Testo fornito >>
#####

La filosofia di Giovanni Vitali o, come lo qualifica il narratore, di Vitali Giovanni, impiegato del Ministero, è molto semplice: assicurarsi con tutti i mezzi possibili che il giovane figlio Mario, ragioniere, possa avere uno dei duemila posti garantiti da regolare concorso statale. 
La locandina del film di Monicelli
Mario, da parte sua, è un figlio che non si ribella e un personaggio che nel libro ha poco diritto alla parola: nell'incipit assiste nervosamente al padre che uccide con goffa brutalità un pesce appena pescato e ribadisce in tono paternalistico che Mario deve assolutamente passare il concorso. Non per sue capacità personali, ma per il semplice fatto che Giovanni lavora al Ministero da trent'anni e pretende il giusto riconoscimento di tanta fatica. Fatica o, meglio, routine: ore spese tra le pratiche del Ministero, a parlare il burocratese dell'impiegato medio.

#####

Materiale fornito >>
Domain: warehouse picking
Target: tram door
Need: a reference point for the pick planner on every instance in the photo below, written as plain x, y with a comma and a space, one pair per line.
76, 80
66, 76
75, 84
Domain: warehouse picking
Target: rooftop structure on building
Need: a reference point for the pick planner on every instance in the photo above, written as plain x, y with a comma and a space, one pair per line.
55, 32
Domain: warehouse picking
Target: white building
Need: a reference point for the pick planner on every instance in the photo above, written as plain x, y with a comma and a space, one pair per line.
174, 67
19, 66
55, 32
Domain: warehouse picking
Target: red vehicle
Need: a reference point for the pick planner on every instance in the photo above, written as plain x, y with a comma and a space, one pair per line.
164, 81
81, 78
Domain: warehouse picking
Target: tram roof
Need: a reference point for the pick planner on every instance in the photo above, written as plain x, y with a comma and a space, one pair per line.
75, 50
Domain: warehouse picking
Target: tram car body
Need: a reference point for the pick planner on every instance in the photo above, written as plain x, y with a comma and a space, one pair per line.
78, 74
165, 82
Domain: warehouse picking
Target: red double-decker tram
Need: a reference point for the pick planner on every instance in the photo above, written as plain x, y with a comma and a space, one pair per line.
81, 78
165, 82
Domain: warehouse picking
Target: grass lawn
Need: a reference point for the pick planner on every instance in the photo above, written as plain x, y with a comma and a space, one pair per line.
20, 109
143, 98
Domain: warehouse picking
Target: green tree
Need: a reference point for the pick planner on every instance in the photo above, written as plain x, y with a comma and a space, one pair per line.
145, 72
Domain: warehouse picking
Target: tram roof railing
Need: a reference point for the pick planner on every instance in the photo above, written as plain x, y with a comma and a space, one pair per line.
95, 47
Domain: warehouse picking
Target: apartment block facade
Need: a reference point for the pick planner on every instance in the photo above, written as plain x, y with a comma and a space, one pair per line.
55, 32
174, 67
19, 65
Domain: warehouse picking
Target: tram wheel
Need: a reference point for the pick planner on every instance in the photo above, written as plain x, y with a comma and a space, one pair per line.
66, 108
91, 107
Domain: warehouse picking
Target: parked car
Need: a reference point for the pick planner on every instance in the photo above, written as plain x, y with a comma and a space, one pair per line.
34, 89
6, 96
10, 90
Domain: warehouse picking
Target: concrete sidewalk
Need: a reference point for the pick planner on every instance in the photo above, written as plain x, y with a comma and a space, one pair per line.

#####

Elenco dei compiti >>
1) Secondo il testo su Giovanni Vitali, da quanto tempo Giovanni lavora al Ministero?
2) Traduci in inglese questa frase del testo su Giovanni Vitali: "Fatica o, meglio, routine: ore spese tra le pratiche del Ministero, a parlare il burocratese dell'impiegato medio."
3) Ripeti parola per parola il passo del testo su Giovanni Vitali che comincia con "La filosofia di" e termina con "burocratese dell'impiegato medio.".

Risposte >>
1) Da trent'anni.

2) Toil or, rather, routine: hours spent among the Ministry's paperwork, speaking the bureaucratese of the average clerk.

3)
La filosofia di Giovanni Vitali o, come lo qualifica il narratore, di Vitali Giovanni, impiegato del Ministero, è molto semplice: assicurarsi con tutti i mezzi possibili che il giovane figlio Mario, ragioniere, possa avere uno dei duemila posti garantiti da regolare concorso statale. 
La locandina del film di Monicelli
Mario, da parte sua, è un figlio che non si ribella e un personaggio che nel libro ha poco diritto alla parola: nell'incipit assiste nervosamente al padre che uccide con goffa brutalità un pesce appena pescato e ribadisce in tono paternalistico che Mario deve assolutamente passare il concorso. Non per sue capacità personali, ma per il semplice fatto che Giovanni lavora al Ministero da trent'anni e pretende il giusto riconoscimento di tanta fatica. Fatica o, meglio, routine: ore spese tra le pratiche del Ministero, a parlare il burocratese dell'impiegato medio.